Point-per-instance localization data

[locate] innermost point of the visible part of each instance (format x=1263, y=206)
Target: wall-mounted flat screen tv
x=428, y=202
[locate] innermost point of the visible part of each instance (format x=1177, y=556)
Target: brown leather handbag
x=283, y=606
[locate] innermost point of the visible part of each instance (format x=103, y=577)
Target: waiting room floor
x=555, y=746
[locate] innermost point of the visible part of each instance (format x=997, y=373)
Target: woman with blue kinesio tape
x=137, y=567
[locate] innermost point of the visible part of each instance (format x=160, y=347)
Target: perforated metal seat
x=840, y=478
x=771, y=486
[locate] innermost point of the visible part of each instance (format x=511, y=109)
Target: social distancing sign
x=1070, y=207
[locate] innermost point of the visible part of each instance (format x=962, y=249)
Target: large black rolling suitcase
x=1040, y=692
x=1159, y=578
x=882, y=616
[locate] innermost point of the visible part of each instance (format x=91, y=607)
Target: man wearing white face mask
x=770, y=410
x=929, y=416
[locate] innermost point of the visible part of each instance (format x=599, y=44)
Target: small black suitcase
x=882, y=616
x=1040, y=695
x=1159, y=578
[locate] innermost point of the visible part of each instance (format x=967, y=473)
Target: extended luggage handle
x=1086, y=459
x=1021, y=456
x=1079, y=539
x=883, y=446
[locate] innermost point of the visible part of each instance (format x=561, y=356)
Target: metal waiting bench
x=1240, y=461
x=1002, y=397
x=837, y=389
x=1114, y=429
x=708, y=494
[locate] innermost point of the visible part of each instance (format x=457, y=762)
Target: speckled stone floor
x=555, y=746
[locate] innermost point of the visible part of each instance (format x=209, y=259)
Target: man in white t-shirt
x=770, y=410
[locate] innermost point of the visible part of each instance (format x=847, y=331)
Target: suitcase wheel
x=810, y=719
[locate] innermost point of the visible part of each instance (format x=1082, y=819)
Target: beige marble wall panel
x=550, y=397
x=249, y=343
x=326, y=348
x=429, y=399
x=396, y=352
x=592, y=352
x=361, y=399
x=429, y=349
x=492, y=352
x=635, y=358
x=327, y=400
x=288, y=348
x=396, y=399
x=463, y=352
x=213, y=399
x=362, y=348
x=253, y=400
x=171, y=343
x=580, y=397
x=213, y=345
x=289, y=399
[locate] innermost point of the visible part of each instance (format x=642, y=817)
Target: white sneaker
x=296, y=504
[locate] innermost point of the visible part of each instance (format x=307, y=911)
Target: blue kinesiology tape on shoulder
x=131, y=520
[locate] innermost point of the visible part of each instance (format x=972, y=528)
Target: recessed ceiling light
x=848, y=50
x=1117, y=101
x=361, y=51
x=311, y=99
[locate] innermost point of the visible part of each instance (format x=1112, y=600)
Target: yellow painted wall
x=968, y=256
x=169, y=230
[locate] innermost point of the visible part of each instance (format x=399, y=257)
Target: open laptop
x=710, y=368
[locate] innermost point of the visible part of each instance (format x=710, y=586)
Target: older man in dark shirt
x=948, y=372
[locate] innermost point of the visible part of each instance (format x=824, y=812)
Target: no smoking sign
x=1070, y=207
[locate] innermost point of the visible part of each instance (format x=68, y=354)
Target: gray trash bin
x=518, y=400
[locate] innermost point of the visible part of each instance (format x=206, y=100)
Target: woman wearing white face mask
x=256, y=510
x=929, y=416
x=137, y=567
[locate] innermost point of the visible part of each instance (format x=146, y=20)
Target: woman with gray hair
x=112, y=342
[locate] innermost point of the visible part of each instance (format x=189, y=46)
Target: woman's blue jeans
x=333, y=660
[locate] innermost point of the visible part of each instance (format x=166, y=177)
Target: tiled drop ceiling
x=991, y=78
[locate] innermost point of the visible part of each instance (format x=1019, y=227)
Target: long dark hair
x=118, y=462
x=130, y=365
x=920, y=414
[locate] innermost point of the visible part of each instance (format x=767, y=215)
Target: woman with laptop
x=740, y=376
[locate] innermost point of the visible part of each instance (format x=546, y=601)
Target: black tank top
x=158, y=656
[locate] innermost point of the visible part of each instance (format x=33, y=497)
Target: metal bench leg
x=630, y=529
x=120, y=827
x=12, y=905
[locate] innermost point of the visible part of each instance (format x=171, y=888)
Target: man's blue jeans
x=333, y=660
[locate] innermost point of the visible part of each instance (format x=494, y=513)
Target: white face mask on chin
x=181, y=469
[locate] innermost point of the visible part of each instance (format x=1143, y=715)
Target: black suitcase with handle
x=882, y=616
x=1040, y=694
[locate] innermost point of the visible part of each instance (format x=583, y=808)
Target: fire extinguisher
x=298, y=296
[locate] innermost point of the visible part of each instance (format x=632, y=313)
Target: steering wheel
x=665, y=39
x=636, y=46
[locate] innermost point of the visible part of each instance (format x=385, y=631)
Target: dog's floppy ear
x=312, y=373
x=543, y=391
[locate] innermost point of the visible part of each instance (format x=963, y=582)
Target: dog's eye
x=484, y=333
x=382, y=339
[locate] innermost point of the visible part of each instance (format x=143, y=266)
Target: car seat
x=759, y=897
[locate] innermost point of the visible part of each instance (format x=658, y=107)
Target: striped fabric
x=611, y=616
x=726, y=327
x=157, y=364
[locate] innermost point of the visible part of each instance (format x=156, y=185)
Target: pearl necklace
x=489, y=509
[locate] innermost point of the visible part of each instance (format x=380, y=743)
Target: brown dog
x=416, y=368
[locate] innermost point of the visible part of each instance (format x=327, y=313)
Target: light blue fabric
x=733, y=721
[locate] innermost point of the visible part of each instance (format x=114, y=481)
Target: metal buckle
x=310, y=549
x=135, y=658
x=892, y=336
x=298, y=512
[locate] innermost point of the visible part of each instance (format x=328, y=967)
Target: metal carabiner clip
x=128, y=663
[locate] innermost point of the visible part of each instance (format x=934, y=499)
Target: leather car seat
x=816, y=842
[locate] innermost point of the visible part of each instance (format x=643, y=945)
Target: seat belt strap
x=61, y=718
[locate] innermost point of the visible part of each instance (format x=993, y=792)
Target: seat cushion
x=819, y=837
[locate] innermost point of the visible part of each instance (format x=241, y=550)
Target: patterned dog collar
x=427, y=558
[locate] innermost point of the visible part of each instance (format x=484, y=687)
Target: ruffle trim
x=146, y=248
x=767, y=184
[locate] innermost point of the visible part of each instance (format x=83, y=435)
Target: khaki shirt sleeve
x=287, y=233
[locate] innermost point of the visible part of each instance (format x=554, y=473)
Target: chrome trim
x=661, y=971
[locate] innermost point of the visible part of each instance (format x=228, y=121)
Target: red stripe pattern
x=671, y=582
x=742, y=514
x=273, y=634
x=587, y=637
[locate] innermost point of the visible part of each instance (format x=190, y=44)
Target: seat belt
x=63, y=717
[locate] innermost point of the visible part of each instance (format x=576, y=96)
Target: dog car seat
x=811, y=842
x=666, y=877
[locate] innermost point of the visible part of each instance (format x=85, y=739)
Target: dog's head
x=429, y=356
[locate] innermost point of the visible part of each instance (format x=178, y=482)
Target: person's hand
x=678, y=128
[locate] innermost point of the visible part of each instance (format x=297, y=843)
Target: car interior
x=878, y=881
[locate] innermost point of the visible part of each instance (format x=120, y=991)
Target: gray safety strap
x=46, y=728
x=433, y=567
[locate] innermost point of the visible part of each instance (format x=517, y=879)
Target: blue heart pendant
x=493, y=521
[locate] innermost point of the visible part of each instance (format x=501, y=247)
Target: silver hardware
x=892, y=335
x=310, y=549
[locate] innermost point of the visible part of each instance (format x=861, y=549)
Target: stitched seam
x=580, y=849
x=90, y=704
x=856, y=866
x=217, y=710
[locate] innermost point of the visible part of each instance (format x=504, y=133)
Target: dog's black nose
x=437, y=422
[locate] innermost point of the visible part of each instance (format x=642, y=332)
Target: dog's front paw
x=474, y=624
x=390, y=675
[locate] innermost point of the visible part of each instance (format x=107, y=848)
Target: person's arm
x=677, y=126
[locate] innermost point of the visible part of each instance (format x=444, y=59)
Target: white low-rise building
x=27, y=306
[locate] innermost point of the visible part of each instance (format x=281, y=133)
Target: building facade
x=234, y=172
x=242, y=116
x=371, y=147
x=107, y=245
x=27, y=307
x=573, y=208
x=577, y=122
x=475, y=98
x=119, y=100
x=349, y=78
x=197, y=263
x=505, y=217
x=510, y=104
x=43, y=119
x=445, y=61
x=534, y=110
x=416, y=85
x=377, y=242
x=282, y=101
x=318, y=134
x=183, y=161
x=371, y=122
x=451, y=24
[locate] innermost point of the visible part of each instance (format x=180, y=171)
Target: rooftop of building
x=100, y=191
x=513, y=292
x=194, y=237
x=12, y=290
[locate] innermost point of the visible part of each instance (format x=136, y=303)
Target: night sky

- **Exercise details**
Stop at the line containing "(format x=561, y=356)". Please print exactly every line before it from the start of the records, plus that line itself, and nothing else.

- **Output below**
[locate] innermost point of the visible part of each instance (format x=1263, y=206)
Target: wall-mounted flat screen tv
x=428, y=202
[locate] innermost point of the visible part of each instance (format x=1177, y=556)
Target: brown leather handbag
x=283, y=606
[locate] innermost point of the visible part of each instance (format x=103, y=577)
Target: waiting room floor
x=555, y=746
[locate] innermost point of the visible part of each instance (format x=997, y=373)
Target: woman with blue kinesio tape
x=137, y=567
[locate] innermost point of the visible part of each instance (format x=160, y=347)
Target: perforated metal seat
x=840, y=478
x=771, y=486
[locate] innermost point of the visible part of each instance (format x=511, y=109)
Target: social distancing sign
x=1070, y=207
[locate] innermost point of the visible part of each instance (format x=962, y=249)
Target: large black rolling suitcase
x=1040, y=692
x=1159, y=578
x=882, y=616
[locate] innermost point of the visible part of each instance (format x=91, y=607)
Target: man wearing white face mask
x=770, y=410
x=929, y=416
[locate] innermost point of the visible part of each instance (format x=599, y=44)
Target: small black suitcase
x=882, y=616
x=1040, y=695
x=1159, y=578
[locate] innermost point of the visible part of each instance (format x=967, y=473)
Target: extended luggage handle
x=1086, y=459
x=1021, y=456
x=1079, y=539
x=883, y=446
[locate] innermost point of the visible part of each instance (format x=561, y=356)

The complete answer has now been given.